(Page extract)
2.2. Etiology of ischemic stroke
The Trial of ORG 10172 in Acute Stroke Treatment (TOAST) classification was used to classify the etiology of ischemic stroke into different subtypes.[6,7] According to this classification, large artery atherosclerosis (LAA) in the clinical and brain imaging findings of either severe stenosis (≥50%) or occlusion of a major brain artery or branch cortical artery. This occurrence might be attributed to atherosclerosis without potential sources of cardiogenic embolism. Cardioembolism needs to fit the evidence of cardiac disease that has potential for embolism; however, there was no evidence of 50% stenosis in intracranial or extracranial large arteries. Stroke of other determined cause (SOD) included vasospasm associated with subarachnoid hemorrhage, a broad array of hereditary arteriopathies with diverse pathophysiologies (such as moyamoya disease and fibromuscular dysplasia), primary or parainfectious cerebral vasculitis, and coagulopathies (including those associated with malignancy, genetic disorders, and medical therapy). Stroke of undetermined cause (SUD) included multiple causes, no identified cause, or incomplete investigation.
2.3. Evaluation and treatment method
Neurological function was assessed using the NIHSS score after admission and therapy on days 1 and 5. Endovascular treatments, including intra-arterial thrombolysis (IAT), mechanical clot disruption using the clot retrieval device (Solitaire FR, Penumbra system), angioplasty with balloon angioplasty (Aviator, Gateway balloon), stent implantation (Acculink, Precise, Wingspan, Enterprise), and/or the combination of these approaches. The choice of endovascular treatment was decided by the senior physicians in our hospital.

(Data extracts)

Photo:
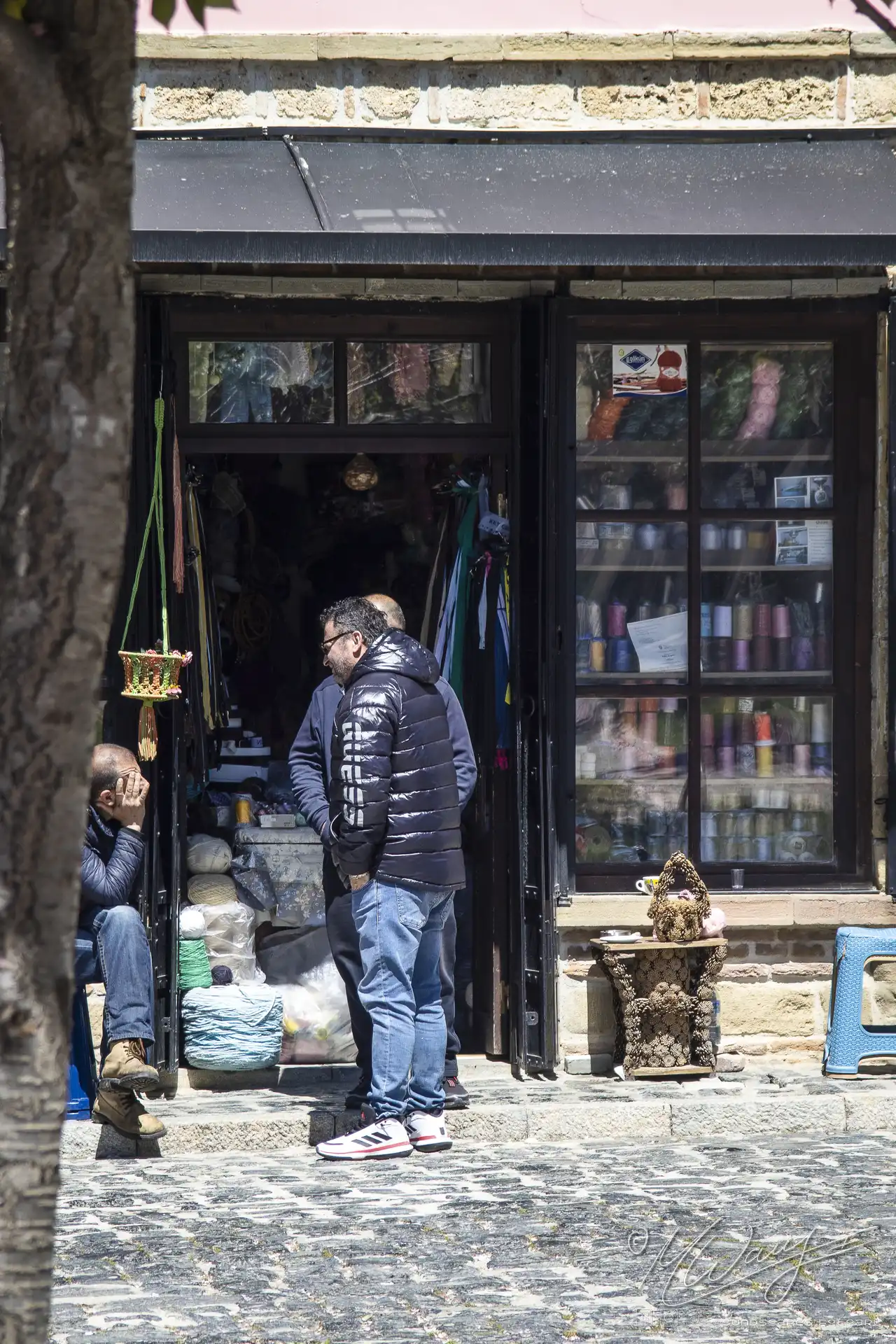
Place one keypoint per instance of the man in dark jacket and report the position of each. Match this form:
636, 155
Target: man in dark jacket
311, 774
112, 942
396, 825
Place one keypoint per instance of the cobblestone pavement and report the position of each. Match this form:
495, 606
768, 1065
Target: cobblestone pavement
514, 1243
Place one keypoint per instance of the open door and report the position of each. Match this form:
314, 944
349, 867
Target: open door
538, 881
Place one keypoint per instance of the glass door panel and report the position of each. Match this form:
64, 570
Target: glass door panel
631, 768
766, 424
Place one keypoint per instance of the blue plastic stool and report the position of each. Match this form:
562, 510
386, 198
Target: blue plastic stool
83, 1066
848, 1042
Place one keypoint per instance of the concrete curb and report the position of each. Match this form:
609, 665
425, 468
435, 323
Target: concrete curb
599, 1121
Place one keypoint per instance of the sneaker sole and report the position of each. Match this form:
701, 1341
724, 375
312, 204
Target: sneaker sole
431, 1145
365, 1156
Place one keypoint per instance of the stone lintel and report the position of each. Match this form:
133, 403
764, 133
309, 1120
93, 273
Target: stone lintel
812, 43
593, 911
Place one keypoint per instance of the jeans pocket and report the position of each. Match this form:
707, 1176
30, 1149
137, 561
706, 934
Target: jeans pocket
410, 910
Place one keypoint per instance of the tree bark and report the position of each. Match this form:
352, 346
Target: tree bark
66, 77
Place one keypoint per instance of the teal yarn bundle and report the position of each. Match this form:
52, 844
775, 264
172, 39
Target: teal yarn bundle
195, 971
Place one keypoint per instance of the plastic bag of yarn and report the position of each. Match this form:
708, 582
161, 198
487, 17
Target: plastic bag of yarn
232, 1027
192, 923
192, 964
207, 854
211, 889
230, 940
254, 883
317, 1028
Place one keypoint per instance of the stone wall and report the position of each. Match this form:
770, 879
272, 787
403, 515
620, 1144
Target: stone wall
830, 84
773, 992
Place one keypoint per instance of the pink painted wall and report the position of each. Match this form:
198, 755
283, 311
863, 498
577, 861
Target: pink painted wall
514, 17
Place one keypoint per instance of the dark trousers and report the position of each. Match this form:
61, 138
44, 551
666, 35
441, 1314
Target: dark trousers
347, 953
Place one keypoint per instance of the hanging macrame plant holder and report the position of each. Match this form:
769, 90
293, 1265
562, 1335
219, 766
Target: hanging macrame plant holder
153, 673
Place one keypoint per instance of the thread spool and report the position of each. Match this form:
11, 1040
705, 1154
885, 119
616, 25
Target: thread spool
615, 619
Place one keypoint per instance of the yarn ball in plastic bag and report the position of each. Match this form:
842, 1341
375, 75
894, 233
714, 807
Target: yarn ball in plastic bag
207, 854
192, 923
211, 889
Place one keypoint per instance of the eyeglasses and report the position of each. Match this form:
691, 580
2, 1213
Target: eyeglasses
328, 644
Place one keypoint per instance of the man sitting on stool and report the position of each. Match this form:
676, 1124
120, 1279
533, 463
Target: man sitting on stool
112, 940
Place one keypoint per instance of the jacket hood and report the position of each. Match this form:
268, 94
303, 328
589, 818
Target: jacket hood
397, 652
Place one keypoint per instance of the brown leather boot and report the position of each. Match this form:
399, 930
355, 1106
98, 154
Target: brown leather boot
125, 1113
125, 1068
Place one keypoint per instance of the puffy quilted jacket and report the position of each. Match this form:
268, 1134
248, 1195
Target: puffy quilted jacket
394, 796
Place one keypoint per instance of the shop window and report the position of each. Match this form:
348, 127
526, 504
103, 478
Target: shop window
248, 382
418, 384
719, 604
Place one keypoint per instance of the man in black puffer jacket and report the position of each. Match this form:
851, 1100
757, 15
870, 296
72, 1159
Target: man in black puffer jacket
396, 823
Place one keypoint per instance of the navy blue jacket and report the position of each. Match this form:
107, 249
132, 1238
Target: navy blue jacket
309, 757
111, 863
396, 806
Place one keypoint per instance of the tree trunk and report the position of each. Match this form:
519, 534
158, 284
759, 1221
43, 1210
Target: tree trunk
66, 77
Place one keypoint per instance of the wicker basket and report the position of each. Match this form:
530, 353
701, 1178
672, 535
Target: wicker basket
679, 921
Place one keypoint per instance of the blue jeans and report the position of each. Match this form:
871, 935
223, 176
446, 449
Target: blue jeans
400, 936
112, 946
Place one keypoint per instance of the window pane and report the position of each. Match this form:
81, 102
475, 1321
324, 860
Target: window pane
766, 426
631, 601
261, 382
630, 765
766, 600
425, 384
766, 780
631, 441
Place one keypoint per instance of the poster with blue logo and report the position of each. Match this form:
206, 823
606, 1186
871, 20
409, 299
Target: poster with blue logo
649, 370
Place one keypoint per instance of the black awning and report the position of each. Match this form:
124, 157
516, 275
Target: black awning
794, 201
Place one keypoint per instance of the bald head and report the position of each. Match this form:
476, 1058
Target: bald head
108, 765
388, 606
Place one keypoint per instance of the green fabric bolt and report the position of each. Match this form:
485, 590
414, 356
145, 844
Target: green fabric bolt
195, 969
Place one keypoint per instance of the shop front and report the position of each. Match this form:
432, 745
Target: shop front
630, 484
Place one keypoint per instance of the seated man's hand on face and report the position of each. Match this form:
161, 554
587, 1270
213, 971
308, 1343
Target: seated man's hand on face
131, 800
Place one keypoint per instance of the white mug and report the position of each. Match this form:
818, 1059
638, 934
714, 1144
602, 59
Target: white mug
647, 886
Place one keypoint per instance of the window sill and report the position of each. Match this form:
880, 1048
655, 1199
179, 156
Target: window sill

(Your instructions)
Reproduce the part of the stroke methods excerpt starting with "2.3. Evaluation and" and going on through "in our hospital.". Rely solely on the stroke methods excerpt.

(Response box)
2.3. Evaluation and treatment method
Neurological function was assessed using the NIHSS score after admission and therapy on days 1 and 5. Endovascular treatments, including intra-arterial thrombolysis (IAT), mechanical clot disruption using the clot retrieval device (Solitaire FR, Penumbra system), angioplasty with balloon angioplasty (Aviator, Gateway balloon), stent implantation (Acculink, Precise, Wingspan, Enterprise), and/or the combination of these approaches. The choice of endovascular treatment was decided by the senior physicians in our hospital.